▸ **Description of the task**
Repeat the data verbatim.

▸ **Given data**
▽
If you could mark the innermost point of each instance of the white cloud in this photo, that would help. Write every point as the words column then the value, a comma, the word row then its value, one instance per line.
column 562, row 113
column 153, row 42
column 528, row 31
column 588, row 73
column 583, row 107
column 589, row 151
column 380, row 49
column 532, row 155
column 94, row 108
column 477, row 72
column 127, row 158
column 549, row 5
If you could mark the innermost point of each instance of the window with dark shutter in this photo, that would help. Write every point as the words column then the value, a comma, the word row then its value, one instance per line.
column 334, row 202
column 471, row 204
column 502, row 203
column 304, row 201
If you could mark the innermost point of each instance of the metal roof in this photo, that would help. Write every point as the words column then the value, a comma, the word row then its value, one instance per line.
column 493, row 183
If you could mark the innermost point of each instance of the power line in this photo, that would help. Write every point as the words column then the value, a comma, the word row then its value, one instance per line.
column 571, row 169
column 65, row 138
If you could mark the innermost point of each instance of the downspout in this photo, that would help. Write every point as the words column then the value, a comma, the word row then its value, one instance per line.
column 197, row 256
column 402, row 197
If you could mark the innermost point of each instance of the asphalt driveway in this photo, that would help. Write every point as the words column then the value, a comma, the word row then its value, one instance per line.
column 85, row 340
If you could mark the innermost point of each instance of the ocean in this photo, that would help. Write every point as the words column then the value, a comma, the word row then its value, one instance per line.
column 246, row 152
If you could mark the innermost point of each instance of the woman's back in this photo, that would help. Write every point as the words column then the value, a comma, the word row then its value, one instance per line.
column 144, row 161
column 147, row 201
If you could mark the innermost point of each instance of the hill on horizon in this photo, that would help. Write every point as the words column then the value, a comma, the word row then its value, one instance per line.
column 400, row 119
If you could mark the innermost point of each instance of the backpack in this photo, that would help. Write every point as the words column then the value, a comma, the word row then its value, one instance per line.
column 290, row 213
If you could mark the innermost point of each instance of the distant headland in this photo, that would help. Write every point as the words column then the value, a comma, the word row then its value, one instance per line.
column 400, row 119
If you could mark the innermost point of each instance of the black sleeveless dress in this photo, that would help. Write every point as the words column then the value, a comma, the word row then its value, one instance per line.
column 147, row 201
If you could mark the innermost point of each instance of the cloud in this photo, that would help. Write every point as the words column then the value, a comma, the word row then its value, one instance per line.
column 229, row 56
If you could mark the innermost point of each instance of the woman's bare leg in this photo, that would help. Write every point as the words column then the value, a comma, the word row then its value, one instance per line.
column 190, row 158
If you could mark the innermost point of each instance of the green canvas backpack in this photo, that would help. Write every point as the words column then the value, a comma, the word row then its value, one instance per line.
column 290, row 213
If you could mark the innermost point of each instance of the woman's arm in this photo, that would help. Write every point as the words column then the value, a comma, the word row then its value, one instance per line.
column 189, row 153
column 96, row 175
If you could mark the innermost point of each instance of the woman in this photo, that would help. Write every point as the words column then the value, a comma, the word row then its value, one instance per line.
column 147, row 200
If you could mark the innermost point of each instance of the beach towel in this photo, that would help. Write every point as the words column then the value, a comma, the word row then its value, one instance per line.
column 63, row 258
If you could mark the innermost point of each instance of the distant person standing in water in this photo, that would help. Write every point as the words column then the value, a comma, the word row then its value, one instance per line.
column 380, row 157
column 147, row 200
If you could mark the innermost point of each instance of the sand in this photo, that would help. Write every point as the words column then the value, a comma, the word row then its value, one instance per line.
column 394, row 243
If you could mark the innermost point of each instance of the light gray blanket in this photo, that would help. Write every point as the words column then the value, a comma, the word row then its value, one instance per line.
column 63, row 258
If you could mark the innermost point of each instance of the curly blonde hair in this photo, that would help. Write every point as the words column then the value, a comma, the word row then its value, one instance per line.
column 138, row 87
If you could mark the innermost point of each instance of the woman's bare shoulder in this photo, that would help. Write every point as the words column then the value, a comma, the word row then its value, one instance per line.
△
▸ **Solution**
If you could mark the innermost point of each instance of the white cloud in this photo, that would help. Write every point as the words column then the value, a comma, the word row then its value, one instance per line.
column 562, row 113
column 153, row 42
column 528, row 31
column 588, row 73
column 583, row 107
column 589, row 151
column 380, row 49
column 532, row 155
column 94, row 108
column 477, row 72
column 127, row 158
column 549, row 5
If you could mark the innermost point of each instance of the window with dark shutter in this photo, that would help. Write every point as the words column then the value, a comma, the word row then its value, one instance per line.
column 334, row 202
column 471, row 204
column 502, row 203
column 304, row 201
If you could mark the innermost point of each instance of the metal roof in this photo, that would help. Write every point as the words column then the value, a comma, the word row then its value, one instance per line.
column 493, row 183
If you could mark the innermost point of each instance of the power line in this photo, that would help. Write every point as the words column then the value, a comma, the word row then its value, one instance per line.
column 571, row 169
column 65, row 138
If you could mark the innermost point of each instance of the downspout in this photo, that would help. Write every point as the words column then the value, a comma, the word row then its value, one instance per line.
column 197, row 256
column 402, row 197
If you could mark the innermost point of each instance of the asphalt driveway in this photo, that would help. Write every point as the words column then the value, a comma, the word row then its value, one instance per line.
column 85, row 340
If you could mark the innermost point of each instance of the ocean in this photo, that would help. Write every point as the words column then the value, a comma, the word row then its value, one instance per line.
column 246, row 152
If you could mark the innermost point of each instance of the woman's back in this photo, that would help. Write every point as the words column then the value, a comma, the word row then its value, one instance per line.
column 144, row 161
column 147, row 201
If you could mark the innermost point of each instance of the hill on horizon in this photo, that would help. Write every point as the words column then the value, a comma, the word row then its value, one instance per line.
column 400, row 119
If you could mark the innermost point of each instance of the backpack in this photo, that would help. Write every point as the words column then the value, a comma, the word row then its value, one instance per line.
column 290, row 213
If you could mark the innermost point of each instance of the distant headland in this photo, that would help. Write every point as the words column then the value, a comma, the word row then its value, one instance per line.
column 400, row 119
If you could mark the innermost point of each instance of the black sleeveless dress in this photo, that would help. Write every point as the words column then the value, a comma, the word row then its value, one instance per line.
column 147, row 201
If you could mark the innermost point of each instance of the cloud in this photo, that would help. Write every point as the words column then the value, a comma, the word row then its value, one instance per line.
column 229, row 56
If you could mark the innermost point of each instance of the woman's bare leg in this photo, that would help. Write every point as the words column then the value, a comma, the word row then its value, one instance per line.
column 190, row 158
If you could mark the innermost point of each instance of the green canvas backpack in this photo, that would help. Write every point as the words column then the value, a comma, the word row then its value, one instance per line.
column 290, row 213
If you could mark the innermost point of each instance of the woman's arm in this photo, that would help. Write every point as the words column then the value, a comma, the word row then its value, one instance per line.
column 189, row 153
column 96, row 175
If you could mark the innermost point of each instance of the woman in this photo, that would help. Write every point as the words column then the value, a comma, the word row then its value, one instance per line.
column 147, row 200
If you could mark the innermost point of each instance of the beach towel in this photo, that would help. Write every point as the words column then the value, a comma, the word row then its value, one instance per line.
column 63, row 258
If you could mark the innermost point of each instance of the distant person standing in water in this photo, that would help. Write every point as the words column then the value, a comma, the word row then its value, one instance per line.
column 380, row 157
column 147, row 200
If you could mark the innermost point of each instance of the sand in this photo, that would help. Write every point as the words column then the value, a comma, the word row then its value, one instance per line.
column 394, row 243
If you could mark the innermost point of each instance of the light gray blanket in this photo, that would help. Write every point as the words column then the value, a comma, the word row then its value, one instance per line.
column 63, row 258
If you could mark the innermost point of each instance of the curly blonde hair in this photo, that would help. Write every point as the words column then the value, a comma, the word row then its value, one instance per line.
column 138, row 87
If you could mark the innermost point of each instance of the woman's bare shoulder in this photo, that would help. Write every point as the words column then the value, a comma, the word row then its value, one instance per line.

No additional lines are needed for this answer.